## Exercise directions
Count the lines in the material below that contain the string "white", where case counts. Reply with the number alone.

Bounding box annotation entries
──────

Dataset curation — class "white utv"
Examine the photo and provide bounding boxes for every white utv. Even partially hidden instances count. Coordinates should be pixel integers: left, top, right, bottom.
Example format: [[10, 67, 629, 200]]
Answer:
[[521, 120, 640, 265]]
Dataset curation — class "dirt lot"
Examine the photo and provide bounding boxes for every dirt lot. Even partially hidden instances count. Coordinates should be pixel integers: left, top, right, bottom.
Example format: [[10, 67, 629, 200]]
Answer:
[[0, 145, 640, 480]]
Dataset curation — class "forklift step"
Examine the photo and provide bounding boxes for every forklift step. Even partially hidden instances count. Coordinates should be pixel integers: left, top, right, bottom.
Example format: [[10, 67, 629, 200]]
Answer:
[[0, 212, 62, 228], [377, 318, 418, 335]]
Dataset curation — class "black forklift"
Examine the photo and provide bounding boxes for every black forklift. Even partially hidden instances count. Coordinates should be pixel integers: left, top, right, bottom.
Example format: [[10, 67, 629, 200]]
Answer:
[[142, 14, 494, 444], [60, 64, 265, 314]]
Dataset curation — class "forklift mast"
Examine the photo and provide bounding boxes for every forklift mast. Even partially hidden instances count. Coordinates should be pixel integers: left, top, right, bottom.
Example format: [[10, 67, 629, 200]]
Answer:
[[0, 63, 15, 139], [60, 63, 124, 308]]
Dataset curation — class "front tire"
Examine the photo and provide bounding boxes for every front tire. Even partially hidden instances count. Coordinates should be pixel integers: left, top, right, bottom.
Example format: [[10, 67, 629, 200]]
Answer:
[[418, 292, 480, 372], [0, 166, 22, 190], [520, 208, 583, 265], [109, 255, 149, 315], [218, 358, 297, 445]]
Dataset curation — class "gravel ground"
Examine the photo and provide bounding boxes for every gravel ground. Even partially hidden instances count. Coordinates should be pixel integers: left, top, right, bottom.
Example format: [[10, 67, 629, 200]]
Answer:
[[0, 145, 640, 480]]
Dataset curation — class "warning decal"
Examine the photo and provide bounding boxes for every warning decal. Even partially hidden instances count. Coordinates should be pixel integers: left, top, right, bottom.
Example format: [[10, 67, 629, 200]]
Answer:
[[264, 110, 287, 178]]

──────

## Finished exercise
2